Gather every row below that contains the string "brim" and copy each one in full. Case counts when matching.

--- start MATERIAL SUPPLIED ---

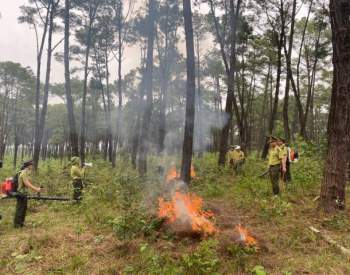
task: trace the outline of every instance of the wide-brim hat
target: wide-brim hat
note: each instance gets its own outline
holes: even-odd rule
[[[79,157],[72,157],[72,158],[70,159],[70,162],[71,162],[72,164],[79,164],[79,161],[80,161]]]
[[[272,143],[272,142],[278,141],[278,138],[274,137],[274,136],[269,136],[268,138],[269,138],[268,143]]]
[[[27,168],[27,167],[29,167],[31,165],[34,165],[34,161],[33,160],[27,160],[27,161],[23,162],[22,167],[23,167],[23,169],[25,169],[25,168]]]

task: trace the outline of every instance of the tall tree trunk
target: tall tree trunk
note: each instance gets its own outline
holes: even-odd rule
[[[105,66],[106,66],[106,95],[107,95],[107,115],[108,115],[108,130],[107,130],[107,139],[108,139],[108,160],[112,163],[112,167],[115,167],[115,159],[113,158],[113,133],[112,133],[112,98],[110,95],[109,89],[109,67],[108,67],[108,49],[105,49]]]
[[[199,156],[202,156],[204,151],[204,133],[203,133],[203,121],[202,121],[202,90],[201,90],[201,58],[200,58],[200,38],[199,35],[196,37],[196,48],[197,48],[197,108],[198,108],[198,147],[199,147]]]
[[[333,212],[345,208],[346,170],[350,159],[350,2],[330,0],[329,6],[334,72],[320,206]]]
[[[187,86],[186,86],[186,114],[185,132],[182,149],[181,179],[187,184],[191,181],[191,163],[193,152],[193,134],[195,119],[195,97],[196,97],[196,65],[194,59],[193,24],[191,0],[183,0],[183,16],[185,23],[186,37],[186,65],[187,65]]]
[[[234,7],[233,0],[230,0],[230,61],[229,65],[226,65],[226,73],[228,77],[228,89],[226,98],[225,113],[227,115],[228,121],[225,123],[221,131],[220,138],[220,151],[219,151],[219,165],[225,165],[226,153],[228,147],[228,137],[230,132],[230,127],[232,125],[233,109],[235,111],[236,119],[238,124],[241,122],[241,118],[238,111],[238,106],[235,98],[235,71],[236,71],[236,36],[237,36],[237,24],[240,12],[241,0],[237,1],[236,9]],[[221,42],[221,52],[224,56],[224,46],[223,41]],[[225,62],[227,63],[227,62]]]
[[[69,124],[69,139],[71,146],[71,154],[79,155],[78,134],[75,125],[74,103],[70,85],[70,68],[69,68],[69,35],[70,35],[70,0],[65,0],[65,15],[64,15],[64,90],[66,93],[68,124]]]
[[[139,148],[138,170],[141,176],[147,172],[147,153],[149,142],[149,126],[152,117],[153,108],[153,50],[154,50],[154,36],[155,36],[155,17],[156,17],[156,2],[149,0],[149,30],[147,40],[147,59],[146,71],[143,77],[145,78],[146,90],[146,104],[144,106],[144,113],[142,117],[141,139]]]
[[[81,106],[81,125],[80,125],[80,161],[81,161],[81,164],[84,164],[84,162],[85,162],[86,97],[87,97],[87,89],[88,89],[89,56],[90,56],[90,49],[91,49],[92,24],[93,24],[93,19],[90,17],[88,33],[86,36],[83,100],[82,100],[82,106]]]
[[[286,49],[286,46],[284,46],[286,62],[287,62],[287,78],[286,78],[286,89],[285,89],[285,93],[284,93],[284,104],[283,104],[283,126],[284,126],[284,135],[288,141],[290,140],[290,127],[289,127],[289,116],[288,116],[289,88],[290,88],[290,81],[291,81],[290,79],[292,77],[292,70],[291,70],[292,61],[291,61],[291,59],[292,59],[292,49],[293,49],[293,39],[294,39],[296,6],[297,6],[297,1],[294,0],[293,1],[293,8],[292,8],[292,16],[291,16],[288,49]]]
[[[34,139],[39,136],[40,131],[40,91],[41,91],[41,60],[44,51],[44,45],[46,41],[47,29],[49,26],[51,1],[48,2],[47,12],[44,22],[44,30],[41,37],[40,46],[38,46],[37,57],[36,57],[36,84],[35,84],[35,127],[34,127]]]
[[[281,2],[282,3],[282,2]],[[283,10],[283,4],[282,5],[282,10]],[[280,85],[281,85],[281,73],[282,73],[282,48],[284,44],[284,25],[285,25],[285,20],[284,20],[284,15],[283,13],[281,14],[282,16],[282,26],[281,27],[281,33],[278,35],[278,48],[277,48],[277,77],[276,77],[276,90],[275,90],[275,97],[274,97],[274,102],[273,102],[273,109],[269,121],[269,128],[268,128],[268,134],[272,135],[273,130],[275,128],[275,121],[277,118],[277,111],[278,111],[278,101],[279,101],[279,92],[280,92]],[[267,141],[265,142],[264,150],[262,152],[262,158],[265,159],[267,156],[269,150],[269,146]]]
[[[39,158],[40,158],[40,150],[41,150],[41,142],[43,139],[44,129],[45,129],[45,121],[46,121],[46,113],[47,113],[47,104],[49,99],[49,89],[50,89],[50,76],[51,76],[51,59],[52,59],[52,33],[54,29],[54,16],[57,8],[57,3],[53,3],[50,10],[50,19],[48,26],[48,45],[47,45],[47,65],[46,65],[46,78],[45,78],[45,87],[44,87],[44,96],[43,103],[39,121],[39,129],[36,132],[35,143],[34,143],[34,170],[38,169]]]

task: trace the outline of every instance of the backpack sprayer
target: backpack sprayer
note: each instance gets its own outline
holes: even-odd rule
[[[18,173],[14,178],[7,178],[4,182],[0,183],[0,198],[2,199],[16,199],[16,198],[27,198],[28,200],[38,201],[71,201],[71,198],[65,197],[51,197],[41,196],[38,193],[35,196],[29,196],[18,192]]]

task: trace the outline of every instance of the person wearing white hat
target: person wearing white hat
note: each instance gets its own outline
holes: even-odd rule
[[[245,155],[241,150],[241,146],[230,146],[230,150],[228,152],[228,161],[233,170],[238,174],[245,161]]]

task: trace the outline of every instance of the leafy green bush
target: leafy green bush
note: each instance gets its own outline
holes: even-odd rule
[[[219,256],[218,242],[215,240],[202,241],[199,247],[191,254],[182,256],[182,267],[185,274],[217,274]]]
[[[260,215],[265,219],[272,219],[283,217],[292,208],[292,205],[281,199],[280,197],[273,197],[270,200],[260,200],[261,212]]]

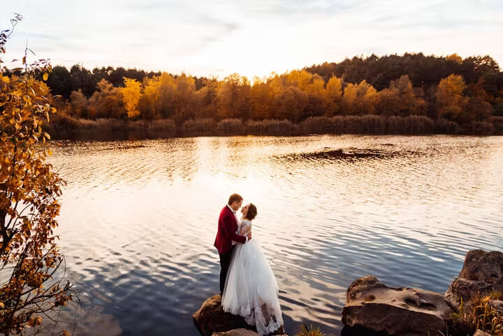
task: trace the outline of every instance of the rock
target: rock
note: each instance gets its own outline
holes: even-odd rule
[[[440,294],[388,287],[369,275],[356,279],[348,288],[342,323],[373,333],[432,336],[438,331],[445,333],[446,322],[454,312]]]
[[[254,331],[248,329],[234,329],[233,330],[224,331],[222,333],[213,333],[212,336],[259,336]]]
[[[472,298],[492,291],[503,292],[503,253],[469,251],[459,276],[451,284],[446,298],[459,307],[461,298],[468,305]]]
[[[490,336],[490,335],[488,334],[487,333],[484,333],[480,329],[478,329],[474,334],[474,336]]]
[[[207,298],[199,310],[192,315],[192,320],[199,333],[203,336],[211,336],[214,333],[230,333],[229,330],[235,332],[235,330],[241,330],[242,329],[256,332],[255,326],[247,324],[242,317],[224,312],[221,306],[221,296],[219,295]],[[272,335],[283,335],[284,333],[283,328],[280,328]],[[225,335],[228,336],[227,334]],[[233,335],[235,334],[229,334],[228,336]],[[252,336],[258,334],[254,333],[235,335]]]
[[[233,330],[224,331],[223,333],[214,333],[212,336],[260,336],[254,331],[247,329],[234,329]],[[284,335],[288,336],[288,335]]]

--- end MATERIAL SUPPLIED ---
--- start MATERIAL SUPPLIED ---

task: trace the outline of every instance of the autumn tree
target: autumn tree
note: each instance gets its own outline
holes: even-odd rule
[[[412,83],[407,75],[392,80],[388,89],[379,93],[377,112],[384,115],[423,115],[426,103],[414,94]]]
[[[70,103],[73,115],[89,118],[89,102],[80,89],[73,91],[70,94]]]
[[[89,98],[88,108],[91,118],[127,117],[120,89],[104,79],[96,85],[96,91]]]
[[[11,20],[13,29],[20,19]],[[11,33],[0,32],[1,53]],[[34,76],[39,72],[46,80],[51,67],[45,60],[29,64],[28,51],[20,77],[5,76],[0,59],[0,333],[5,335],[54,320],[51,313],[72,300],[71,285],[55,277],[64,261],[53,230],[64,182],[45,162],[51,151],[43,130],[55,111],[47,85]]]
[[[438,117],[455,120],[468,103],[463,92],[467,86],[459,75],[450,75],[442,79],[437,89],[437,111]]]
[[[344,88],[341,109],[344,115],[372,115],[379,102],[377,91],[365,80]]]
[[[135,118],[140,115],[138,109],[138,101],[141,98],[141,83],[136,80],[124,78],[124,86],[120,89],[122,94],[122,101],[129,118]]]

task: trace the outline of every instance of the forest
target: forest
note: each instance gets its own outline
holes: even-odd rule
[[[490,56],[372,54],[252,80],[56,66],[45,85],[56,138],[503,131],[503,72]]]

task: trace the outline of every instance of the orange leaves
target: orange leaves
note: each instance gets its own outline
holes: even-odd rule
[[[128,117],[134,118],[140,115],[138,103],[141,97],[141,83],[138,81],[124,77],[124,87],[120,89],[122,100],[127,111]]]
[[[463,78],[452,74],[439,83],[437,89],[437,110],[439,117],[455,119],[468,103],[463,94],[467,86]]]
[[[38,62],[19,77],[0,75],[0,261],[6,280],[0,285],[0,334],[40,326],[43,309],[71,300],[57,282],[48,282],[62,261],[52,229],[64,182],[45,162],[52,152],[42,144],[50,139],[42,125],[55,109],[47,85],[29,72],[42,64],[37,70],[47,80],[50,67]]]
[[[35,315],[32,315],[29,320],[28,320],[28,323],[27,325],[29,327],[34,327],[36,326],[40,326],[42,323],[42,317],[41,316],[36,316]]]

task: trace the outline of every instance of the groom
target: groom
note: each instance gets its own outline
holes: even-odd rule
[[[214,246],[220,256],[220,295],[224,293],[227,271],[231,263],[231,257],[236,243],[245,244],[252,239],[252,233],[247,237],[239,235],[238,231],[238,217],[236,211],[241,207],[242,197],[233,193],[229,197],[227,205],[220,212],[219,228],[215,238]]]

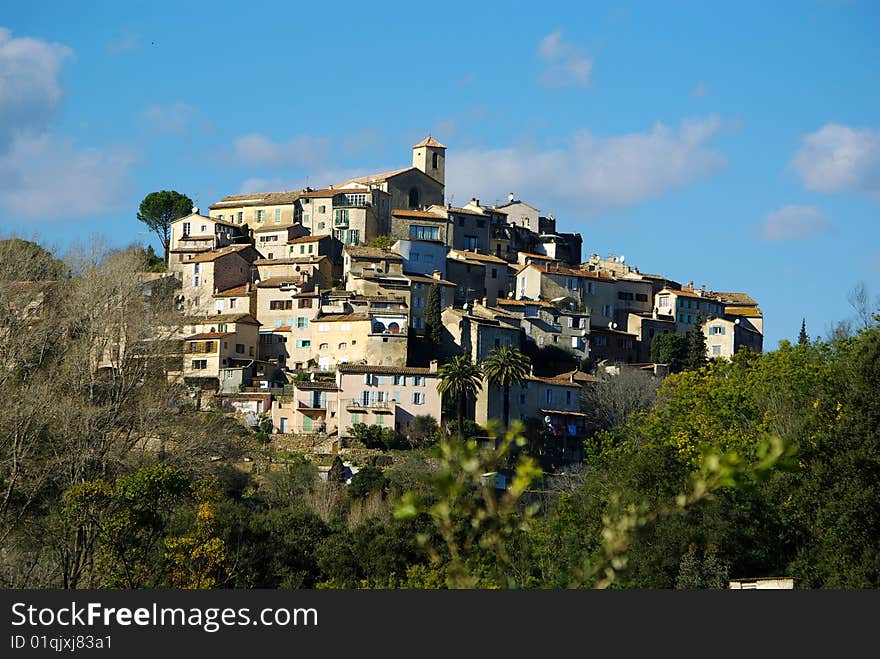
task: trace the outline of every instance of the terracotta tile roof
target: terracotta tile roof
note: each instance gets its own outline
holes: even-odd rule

--- end MATERIAL SUPPLIED ---

EXPECTED ANSWER =>
task: trace the outline of every instance of the wide-brim hat
target: wide-brim hat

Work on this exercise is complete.